**Stated exercise A**
Return every line of the records that contains the word "wall", matching its case exactly.

**Selected text**

* BEGIN *

What does it mean to learn?

I was born into a working-class family. My mom could only complete up to the  ninth grade, and my father could only study until the fourth grade. In Portugal, they  didn’t use to finish high school until not so long ago. Keeping the poor uneducated  is one of the best ways to make sure they stay poor — and you stay rich. 

I’m the first generation in my family who could finish high school and even go to  college, if I wanted and worked for it. Education is a privilege, and my parents  made sure I knew it. 

For a time, being smart felt like memorizing. Memorizing topics for an exam, for  a presentation, for the sake of showing my family what I’d learned. But I never  actually learned anything. I just memorized something so that I could forget it next  week — and then memorize something new. 

I stopped memorizing in eighth grade. The modern conflicts in Eastern Europe led  to a big wave of migration to Portugal — or at least to the town where I lived. I  had the pleasure of having a Russian boy in my class. Since I was the one with the  best English in the class, I was asked to help him. I accepted, and we bonded  easily. 

After some weeks interacting with him and his friends, I decided to learn Russian.  I got curious about what this culture and language could bring me. I had already  tried to learn other languages before, but it always felt like an impossible task to  memorize everything. But after some months of studying, I finally started learning  — not memorizing. I used to practice as much Russian as I could at school, and  then I’d come home to study and learn even more. I was furnishing my brain  instead of decorating it.

* END *

**Records supplied**
* BEGIN *

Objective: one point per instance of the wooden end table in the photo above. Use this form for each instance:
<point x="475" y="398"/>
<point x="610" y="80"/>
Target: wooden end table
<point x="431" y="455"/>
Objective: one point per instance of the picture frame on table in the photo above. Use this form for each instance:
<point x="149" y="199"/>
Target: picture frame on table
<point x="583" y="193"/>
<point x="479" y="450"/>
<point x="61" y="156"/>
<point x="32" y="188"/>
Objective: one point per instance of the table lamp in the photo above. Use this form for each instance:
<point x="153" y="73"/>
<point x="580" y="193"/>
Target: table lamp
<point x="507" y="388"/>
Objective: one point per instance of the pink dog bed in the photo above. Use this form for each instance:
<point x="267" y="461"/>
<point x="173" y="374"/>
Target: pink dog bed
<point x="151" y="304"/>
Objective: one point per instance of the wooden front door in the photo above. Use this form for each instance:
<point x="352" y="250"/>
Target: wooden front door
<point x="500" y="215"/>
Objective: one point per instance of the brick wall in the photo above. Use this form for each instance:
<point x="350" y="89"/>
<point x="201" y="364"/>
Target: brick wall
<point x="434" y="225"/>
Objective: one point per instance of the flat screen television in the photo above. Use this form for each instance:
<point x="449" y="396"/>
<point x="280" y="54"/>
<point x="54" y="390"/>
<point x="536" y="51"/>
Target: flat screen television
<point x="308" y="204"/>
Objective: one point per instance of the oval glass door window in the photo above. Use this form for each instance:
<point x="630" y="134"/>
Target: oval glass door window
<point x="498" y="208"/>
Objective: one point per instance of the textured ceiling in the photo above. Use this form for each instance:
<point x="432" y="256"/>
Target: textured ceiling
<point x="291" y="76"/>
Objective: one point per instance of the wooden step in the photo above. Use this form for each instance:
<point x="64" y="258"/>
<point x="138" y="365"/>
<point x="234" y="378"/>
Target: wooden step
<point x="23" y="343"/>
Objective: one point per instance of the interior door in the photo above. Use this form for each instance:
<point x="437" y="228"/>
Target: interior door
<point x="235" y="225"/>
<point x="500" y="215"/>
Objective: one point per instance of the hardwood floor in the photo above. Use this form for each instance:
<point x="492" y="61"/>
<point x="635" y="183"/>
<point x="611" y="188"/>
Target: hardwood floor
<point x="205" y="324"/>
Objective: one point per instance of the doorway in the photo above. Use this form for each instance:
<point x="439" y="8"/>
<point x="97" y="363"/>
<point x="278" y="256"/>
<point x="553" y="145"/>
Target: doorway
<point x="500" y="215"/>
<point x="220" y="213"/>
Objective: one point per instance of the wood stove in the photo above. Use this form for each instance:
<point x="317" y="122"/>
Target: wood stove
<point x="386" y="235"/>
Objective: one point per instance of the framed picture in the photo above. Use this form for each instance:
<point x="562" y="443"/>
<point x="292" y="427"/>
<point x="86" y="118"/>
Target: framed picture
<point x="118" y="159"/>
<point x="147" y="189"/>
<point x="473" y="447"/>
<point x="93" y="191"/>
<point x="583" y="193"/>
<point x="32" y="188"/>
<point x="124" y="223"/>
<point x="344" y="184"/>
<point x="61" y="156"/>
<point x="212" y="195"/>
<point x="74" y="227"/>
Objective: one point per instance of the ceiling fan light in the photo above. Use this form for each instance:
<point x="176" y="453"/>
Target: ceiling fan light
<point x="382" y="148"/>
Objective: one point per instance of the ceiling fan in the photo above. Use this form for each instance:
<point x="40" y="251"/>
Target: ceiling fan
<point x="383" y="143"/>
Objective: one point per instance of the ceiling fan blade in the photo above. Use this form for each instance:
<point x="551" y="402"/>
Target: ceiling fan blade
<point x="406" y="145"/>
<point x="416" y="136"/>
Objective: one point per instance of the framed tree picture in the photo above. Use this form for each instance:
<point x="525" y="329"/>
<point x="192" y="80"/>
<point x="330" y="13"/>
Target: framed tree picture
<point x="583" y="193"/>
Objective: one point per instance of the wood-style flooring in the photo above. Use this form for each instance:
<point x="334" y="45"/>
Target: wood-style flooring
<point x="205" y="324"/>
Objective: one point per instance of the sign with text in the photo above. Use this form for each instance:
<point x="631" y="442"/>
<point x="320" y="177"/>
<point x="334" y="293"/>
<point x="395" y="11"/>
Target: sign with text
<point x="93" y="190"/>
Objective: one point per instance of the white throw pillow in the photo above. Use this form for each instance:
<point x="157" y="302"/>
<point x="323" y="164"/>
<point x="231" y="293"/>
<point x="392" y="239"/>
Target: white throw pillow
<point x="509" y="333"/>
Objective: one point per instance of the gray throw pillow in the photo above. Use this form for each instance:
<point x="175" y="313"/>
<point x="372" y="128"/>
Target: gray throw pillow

* END *

**Stated exercise B**
Continue the essay about learning from the point where it stops.

**Task response A**
Objective: one point per instance of the brick wall in the photo above. Use this form for each instance:
Target: brick wall

**Task response B**
Learning new languages — Russian at that time — was my new passion. In a year  and a half, I could already speak freely. That was all thanks to the globalization  and democratization of education — phone apps and daily use of the language  were my key pieces. 

But even after learning so much, I couldn’t just go back to memorizing — I had to  keep learning. I got passionate about everything at some point — History,  Geography, Politics, Literature, Philosophy — but my main hobby, in which I learn the most, is still language learning. I’m now going into the tenth grade, and I  can also speak French and Italian. 

I hope to go to college to study International Relations or Law later, when I finish  high school. 

Since I’ve started learning languages, I’ve heard multiple times: “Why would you learn that?  It’s a useless topic. You’re never going to do anything with it!” To those people, I  hope one day they also start learning instead of memorizing — because to learn is  the best way to see the world. Being educated helps you see, even when someone  is trying to blind you, and we should never let someone make us blind.  Now I believe one of my biggest purposes in life is to learn more every day. I want  to be as educated, curious and aware as a person can be. There is no possible limit on what I can fit into my brain if I keep learning, not memorizing.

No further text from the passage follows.